How Low Can You Go? Take the Great Square Challenge

Cast your gaze up, up, up on the next dark, moonless night and stare into the Great Square of Pegasus. How many stars do you see? Zero? Two? Twenty? If you’d like to find out how dark your sky is, read on. 

The Great Square, one of the fall sky’s best known star patterns, rides high in the south at nightfall in mid-December. It forms part of the larger figure of Pegasus the Winged Horse. For our purposes today, we’re going to concentrate on what’s inside the square.

Bounded by Alpheratz (officially belonging to adjacent Andromeda), Scheat, Markab and Algenib, the Great Square is about 15° on a side or one-and-a-half balled fists held at arm’s length.

At first glance, the space appears empty, but a closer look from all but the most light polluted skies will reveal a pair 4th magnitude stars in the upper right quadrant of the square. Fourth magnitude is about the viewing limit from a bright suburban location.

Astronomers use the magnitude scale to measure star and planet brightness. Each magnitude is 2.5 times brighter than the one below it. Aldebaran, which shines at 1st magnitude, is 2.5 times brighter than a 2nd magnitude star, which in turn is 2.5 times brighter than a 3rd magnitude star and so on.

Moonlight and especially light pollution reduce the number of stars we can see in the night sky. This specially prepared map shows slices of sky based on amateur astronomer and author John Bortle's Dark Sky Scale. Classes range from 1 (excellent with stars fainter than 7th magnitude visible) to 9 (inner city with a limiting magnitude of 4). Click for more detailed descriptions of each class and rate your own sky. Credit: International Dark Sky Association
Moonlight and especially light pollution reduce the number of stars we can see in the night sky. This specially prepared map shows slices of sky based on amateur astronomer and author John Bortle’s Dark Sky Scale. Classes range from 1 (excellent with stars fainter than 7th magnitude visible) to 9 (inner city with a limiting magnitude of 4). Click for more detailed descriptions of each class and rate your own sky. Credit: International Dark Sky Association

A first magnitude star is 2.5 x 2.5 x 2.5 x 2.5 x 2.5 (about 100) times brighter than a 6th magnitude star. The bigger the magnitude number, the fainter the star. From cities, you might see 3rd magnitude stars if you can block out stray lighting, but a dark country sky will deliver the Holy Grail naked eye limit of magnitude 6. Skywatchers with utterly dark conditions might glimpse stars as faint 7.5. My own personal best is 6.5.
==============================
**REQUIREMENT 1:**
In the Great Square article, which four stars bound the Great Square?
**REQUIREMENT 2:**
Using the Great Square article, explain why a 1st magnitude star is about 100 times brighter than a 6th magnitude star.
==============================
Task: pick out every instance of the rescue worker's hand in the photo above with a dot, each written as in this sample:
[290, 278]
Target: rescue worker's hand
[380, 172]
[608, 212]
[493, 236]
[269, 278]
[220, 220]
==============================
**EXPECTED OUTPUT 1:**
Alpheratz, Scheat, Markab and Algenib.

**EXPECTED OUTPUT 2:**
Each magnitude is 2.5 times brighter than the one below it. Going from 6th to 1st magnitude spans five steps, so the brightness grows by 2.5 x 2.5 x 2.5 x 2.5 x 2.5, which is about 100.